**Directive:** Copy the rows below word for word, starting at the line that contains "Each instance receives one keypoint. Mark the bare tree" and ending at the last row.

**Exercise materials:**
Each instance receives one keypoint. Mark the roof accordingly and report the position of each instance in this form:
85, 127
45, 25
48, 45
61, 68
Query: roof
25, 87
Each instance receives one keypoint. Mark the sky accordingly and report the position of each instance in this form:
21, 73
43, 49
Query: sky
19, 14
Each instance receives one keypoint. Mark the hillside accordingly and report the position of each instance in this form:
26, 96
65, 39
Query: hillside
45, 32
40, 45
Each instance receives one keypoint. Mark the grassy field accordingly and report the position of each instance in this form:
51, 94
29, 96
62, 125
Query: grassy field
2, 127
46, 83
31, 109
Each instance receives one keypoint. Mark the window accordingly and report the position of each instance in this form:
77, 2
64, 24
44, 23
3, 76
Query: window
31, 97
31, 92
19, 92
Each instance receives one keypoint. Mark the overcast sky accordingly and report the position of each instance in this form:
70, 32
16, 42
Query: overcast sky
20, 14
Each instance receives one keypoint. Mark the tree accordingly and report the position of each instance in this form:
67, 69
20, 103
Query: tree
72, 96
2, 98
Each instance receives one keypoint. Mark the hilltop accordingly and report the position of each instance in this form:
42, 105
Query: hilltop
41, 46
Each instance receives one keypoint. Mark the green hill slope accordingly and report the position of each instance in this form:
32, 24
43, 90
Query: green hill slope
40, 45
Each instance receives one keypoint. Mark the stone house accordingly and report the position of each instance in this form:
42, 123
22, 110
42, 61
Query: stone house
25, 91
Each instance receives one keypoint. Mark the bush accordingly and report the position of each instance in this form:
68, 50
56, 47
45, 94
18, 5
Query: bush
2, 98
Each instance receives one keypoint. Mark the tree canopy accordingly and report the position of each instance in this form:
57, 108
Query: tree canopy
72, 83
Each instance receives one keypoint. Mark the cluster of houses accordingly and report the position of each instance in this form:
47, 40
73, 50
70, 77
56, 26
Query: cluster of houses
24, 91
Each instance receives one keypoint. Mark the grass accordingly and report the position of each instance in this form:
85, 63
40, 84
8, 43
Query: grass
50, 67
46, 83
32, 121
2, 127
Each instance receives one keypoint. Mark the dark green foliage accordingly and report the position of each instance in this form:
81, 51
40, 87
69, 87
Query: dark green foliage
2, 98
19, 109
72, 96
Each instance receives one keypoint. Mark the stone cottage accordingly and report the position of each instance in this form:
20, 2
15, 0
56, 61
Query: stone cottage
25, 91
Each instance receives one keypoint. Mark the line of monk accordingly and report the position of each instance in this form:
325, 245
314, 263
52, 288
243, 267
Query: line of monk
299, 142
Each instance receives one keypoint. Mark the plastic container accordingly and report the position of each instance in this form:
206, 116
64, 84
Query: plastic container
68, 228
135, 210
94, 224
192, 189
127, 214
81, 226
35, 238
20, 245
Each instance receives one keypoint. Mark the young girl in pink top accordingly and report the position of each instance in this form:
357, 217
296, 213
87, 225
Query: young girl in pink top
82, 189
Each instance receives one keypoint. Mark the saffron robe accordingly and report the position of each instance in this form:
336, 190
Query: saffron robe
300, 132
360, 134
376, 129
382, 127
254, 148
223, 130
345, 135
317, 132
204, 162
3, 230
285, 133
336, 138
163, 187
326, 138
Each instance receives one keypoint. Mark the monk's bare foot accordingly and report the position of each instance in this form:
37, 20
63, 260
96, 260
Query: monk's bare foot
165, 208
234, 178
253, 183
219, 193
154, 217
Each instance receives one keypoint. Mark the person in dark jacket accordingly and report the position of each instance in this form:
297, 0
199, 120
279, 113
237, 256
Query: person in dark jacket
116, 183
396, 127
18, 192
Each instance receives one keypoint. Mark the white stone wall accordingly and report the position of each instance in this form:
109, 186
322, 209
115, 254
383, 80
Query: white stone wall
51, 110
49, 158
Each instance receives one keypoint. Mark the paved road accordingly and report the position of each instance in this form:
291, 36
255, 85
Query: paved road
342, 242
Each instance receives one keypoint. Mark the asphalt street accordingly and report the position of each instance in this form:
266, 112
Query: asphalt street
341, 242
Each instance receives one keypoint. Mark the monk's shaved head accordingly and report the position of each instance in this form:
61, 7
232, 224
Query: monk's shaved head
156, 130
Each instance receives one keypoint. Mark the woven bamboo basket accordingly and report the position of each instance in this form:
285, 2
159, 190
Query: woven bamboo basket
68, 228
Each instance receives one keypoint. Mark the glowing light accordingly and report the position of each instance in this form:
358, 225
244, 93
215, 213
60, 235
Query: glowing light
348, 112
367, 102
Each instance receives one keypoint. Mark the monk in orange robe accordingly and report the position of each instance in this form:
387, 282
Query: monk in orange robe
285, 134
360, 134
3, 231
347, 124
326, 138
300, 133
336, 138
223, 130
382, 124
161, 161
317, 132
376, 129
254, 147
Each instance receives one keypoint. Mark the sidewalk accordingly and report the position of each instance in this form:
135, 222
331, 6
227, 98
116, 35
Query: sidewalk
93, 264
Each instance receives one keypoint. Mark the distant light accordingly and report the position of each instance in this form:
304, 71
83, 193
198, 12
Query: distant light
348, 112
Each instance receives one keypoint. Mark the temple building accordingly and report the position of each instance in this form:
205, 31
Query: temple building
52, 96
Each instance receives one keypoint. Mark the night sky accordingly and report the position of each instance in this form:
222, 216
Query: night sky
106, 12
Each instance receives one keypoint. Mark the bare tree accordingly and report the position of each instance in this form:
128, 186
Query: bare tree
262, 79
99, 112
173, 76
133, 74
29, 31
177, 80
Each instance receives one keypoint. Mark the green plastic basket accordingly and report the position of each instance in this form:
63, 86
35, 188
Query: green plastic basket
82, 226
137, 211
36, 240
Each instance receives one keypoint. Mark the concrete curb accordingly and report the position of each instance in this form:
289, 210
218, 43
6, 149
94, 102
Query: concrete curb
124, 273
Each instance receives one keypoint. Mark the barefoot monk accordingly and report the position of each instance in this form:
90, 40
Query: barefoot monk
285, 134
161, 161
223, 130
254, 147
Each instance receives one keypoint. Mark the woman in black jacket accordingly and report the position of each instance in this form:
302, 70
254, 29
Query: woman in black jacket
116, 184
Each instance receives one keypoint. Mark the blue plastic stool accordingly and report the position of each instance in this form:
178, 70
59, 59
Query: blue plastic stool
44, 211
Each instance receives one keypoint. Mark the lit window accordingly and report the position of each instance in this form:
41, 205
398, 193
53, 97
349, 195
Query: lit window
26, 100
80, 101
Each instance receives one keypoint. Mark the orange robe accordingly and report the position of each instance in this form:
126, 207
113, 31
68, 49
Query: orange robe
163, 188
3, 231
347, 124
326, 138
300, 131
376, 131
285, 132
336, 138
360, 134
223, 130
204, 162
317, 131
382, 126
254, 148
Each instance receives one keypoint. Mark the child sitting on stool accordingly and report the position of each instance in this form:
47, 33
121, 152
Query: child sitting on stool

**Correct output:**
Each instance receives one keypoint. Mark the bare tree accordingly and report the position of each instance in this form:
128, 186
Query: bare tree
262, 79
99, 112
173, 76
133, 74
29, 31
177, 80
Each instance receives one keypoint. Mark the green plastic basket accordingly and report the position of each instance in this form:
63, 86
35, 188
Query: green plastic basket
82, 226
137, 211
36, 240
Each instance receives one keypoint. Mark the concrete curb accordingly and report the position of each instance in this form:
289, 210
218, 43
6, 149
94, 102
Query: concrete curb
124, 273
Each instance receives one keypoint. Mark the barefoot monk accordingly and report the position of each instance in this form:
90, 40
Query: barefoot monk
285, 134
161, 161
223, 130
254, 147
Each instance receives one keypoint. Mark the woman in black jacket accordingly and report the position of each instance in this form:
302, 70
254, 29
Query: woman in black jacket
116, 184
Each instance receives one keypoint. Mark the blue plastic stool accordingly and report the position of each instance in this form:
178, 70
59, 59
Query: blue plastic stool
44, 211
Each instance receives one keypoint. Mark the lit window accordingly and report the position of each instance in this form:
41, 205
398, 193
53, 97
349, 195
Query: lit window
26, 100
80, 101
Each instance receives one keypoint. Mark the orange robe accordingly and report the position of each instance in this form:
126, 207
113, 31
68, 49
Query: orange robe
163, 188
3, 231
347, 124
326, 138
300, 131
376, 131
285, 132
336, 138
360, 134
223, 130
204, 162
317, 131
382, 126
254, 148
Each instance receives one keypoint. Mark the child sitting on stool accordingly and report the position of each instance in this form:
47, 33
121, 152
Query: child sitting on stool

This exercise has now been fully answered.